▸ **SOURCE MATERIAL**:
'''

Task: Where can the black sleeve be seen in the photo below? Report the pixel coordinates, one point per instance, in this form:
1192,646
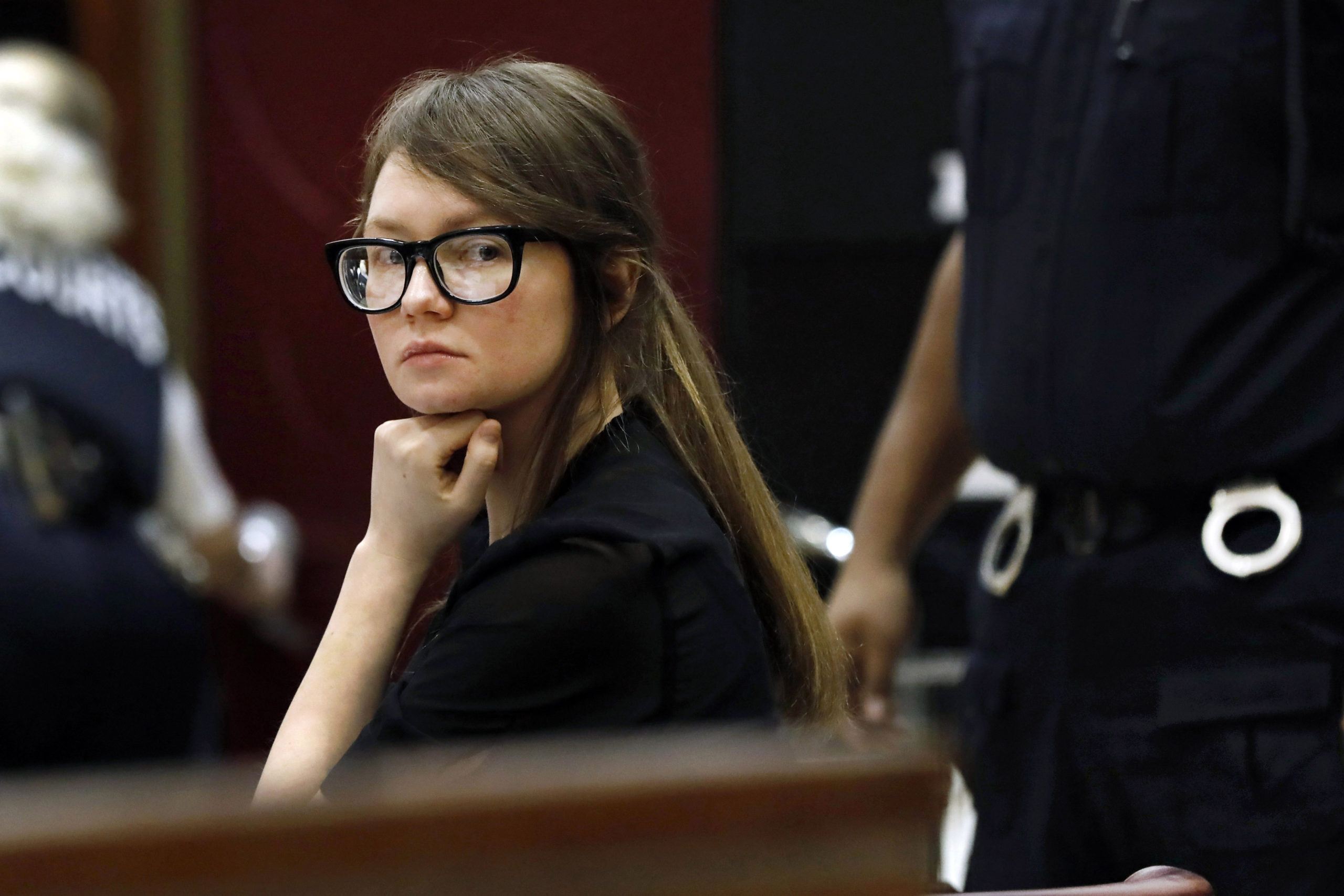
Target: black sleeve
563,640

'''
'''

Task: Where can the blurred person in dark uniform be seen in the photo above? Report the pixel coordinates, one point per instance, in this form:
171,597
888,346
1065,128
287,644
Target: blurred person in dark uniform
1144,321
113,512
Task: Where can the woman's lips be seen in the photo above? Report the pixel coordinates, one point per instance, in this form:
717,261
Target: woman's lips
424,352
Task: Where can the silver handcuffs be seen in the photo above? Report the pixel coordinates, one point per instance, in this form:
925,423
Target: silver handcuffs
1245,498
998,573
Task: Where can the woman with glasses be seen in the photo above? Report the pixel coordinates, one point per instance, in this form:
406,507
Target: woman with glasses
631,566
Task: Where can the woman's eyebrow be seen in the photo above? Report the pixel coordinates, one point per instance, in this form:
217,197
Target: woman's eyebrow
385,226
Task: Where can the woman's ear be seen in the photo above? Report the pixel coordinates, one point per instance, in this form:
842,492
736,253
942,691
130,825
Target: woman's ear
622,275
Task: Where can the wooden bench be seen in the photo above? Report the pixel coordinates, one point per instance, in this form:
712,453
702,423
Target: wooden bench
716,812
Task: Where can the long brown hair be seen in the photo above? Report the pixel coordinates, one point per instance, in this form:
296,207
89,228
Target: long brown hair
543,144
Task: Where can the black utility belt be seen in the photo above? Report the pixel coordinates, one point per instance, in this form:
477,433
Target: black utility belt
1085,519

'''
'''

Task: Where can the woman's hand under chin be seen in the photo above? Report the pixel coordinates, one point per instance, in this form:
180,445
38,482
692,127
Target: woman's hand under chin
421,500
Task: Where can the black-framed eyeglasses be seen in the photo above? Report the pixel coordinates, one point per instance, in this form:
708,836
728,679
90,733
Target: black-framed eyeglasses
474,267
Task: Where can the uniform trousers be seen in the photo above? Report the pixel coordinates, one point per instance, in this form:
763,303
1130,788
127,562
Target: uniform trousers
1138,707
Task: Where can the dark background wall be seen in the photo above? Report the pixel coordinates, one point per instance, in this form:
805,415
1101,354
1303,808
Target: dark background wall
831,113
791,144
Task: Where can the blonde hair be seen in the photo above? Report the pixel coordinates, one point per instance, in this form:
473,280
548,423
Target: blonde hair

'''

▸ **WHAT THE EXERCISE ASKS**: Return the span of lines in the data above that opens at the line with "Target: dark background wall" and closes at the line with "Target: blonde hair", exactly, ends included, nothing else.

▸ **COMPLETED EXERCISE**:
Target: dark background wall
831,113
791,144
Task: Where can the blonde hair be seen in the photo above? Report the pixel coordinates, one point per instance, in this form:
473,280
548,423
Target: blonde hair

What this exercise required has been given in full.